RECORDS FOR THE TASK ▸
--- start ---
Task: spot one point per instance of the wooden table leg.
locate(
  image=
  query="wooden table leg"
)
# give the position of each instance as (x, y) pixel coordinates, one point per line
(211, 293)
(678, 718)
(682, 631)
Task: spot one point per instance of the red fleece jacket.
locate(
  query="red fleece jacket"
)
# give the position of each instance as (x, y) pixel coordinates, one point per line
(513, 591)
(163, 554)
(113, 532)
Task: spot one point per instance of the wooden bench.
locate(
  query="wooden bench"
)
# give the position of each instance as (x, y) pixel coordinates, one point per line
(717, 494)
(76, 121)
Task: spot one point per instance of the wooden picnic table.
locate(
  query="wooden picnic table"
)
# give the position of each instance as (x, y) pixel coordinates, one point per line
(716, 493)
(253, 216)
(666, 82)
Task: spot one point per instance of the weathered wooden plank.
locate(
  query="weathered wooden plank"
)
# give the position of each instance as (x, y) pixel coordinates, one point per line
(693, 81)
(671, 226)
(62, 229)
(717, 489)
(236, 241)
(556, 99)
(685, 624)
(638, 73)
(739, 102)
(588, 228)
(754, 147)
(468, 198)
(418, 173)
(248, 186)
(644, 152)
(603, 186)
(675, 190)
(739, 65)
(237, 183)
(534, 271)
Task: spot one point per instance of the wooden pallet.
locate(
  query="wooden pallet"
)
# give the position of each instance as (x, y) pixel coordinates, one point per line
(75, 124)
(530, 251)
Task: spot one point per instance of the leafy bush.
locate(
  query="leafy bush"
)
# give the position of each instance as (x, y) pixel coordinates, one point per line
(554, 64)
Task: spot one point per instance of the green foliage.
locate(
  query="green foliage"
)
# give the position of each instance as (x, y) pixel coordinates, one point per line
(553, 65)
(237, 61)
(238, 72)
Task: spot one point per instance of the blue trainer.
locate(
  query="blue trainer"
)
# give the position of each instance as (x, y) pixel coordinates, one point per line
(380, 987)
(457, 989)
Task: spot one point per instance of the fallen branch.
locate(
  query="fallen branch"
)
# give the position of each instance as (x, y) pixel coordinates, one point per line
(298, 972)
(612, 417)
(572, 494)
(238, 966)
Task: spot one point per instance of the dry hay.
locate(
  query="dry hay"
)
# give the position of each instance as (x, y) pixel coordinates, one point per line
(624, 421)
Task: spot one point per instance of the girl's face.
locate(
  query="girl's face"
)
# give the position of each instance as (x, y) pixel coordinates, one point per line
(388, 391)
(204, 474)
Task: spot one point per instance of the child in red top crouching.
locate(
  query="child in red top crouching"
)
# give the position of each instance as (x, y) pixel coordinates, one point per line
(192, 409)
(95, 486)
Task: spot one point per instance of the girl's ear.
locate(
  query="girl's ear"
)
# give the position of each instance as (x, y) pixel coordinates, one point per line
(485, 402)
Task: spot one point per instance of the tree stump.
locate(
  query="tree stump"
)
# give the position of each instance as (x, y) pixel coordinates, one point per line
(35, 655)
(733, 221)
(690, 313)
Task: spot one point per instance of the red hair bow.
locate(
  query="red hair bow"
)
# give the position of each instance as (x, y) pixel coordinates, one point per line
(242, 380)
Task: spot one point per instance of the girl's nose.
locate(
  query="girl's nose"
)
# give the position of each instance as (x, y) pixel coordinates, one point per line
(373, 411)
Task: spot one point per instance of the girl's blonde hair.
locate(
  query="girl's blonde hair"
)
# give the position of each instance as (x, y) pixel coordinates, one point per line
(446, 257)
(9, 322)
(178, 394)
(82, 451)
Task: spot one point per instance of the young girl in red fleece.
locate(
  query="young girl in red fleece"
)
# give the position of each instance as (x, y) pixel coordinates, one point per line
--- end ---
INSTRUCTION ▸
Copy all of the items above again, replacing "instance" with "occurrence" everywhere it appears and leaving everything else unchanged.

RESULT FOR THIS EXERCISE ▸
Task: spot one point per occurrence of the wooden table leg.
locate(
  image=
  query="wooden table leg"
)
# give the position of each occurrence as (x, y) pixel coordinates, one point per line
(211, 293)
(678, 718)
(682, 631)
Task: spot one point per occurrence of the red fleece jacket.
locate(
  query="red fleece jacket"
)
# give the position of each occurrence as (x, y) pixel coordinates, one point per line
(513, 591)
(163, 554)
(113, 532)
Task: spot one point per occurrence of the wooden bench.
locate(
  query="wooden bench"
)
# give the position of each occurrence as (x, y) pixel coordinates, one point per line
(717, 494)
(76, 121)
Task: spot one point per occurrence of the wooden picnic table.
locate(
  query="wooden picnic table"
)
# give the position of each occurrence as (x, y) pixel coordinates, one point per line
(716, 493)
(253, 216)
(666, 82)
Task: spot one point per occurrence of the weathered wooden plank.
locate(
  query="weathered wooden plank"
)
# give the position of each occurrence as (x, y) pixel coordinates, one point per line
(693, 81)
(671, 226)
(62, 229)
(717, 489)
(236, 241)
(556, 99)
(685, 624)
(638, 73)
(739, 102)
(588, 228)
(754, 147)
(468, 198)
(418, 173)
(248, 186)
(644, 152)
(603, 186)
(675, 190)
(739, 65)
(237, 183)
(534, 271)
Task: spot one point per occurrence of the wooden pallet.
locate(
  query="wooden pallet"
)
# give the position of each occurrence as (x, y) pixel coordinates, one point per line
(75, 124)
(530, 251)
Task: spot one point per occurrence of the leafy bush.
locate(
  query="leafy bush"
)
# give the position of each occurrence as (x, y) pixel coordinates, one point per line
(554, 64)
Task: spot one point per occurrence of the green foliage.
locate(
  query="green foliage"
)
# give the position of each occurrence as (x, y) pixel coordinates, one point per line
(553, 65)
(237, 61)
(238, 72)
Task: spot one point per occurrence of the blue trainer.
locate(
  query="blue trainer"
)
# give the position of each occurrence as (x, y) pixel coordinates, one point per line
(380, 987)
(457, 989)
Task: spot one point per occurrence of the fallen branch.
locate(
  query="fallen branch"
)
# give the position of each occurrence as (x, y) pixel coordinates, one point per line
(298, 972)
(612, 417)
(572, 494)
(238, 966)
Task: spot one point per occurrence of the dry hay.
locate(
  query="dry hay"
)
# give the position of each occurrence as (x, y) pixel coordinates, one point per line
(624, 421)
Task: spot one point per occurrence of the girl's face.
locate(
  query="girl's face"
)
# give the position of each occurrence as (x, y) pixel coordinates, one point per line
(388, 391)
(204, 474)
Task: spot one point per occurrence of the child in red top crouching.
locate(
  query="child in red top crouching"
)
# give the position of each occurrence as (x, y) pixel coordinates, one point per line
(192, 409)
(95, 486)
Task: spot one point per occurrence of the girl's ear.
locate(
  query="girl's ear"
)
# give the position of each occurrence as (x, y) pixel coordinates, one point per line
(485, 402)
Task: spot one point per occurrence of the tree stump.
locate(
  query="tree stump"
)
# give the position of each occurrence as (x, y) pixel coordinates, one point per line
(35, 655)
(733, 221)
(690, 313)
Task: spot one point per occurrence of the red hair bow.
locate(
  query="red hair bow"
)
# give the position of each occurrence as (x, y) pixel coordinates, one point per line
(242, 380)
Task: spot one point per occurrence of the girl's nose.
locate(
  query="girl's nose"
)
# give the position of each occurrence as (x, y) pixel coordinates, one point per line
(373, 411)
Task: spot one point per occurrence of the girl's blonde hair.
locate(
  query="girl's blonde hair"
)
# give the position of each occurrence as (x, y) pixel coordinates, one point per line
(446, 257)
(9, 322)
(178, 394)
(82, 451)
Task: spot one point per occurrence of the young girl in red fleece.
locate(
  query="young girl in red fleece"
)
# give the position of each occurrence as (x, y) pixel coordinates, one point per line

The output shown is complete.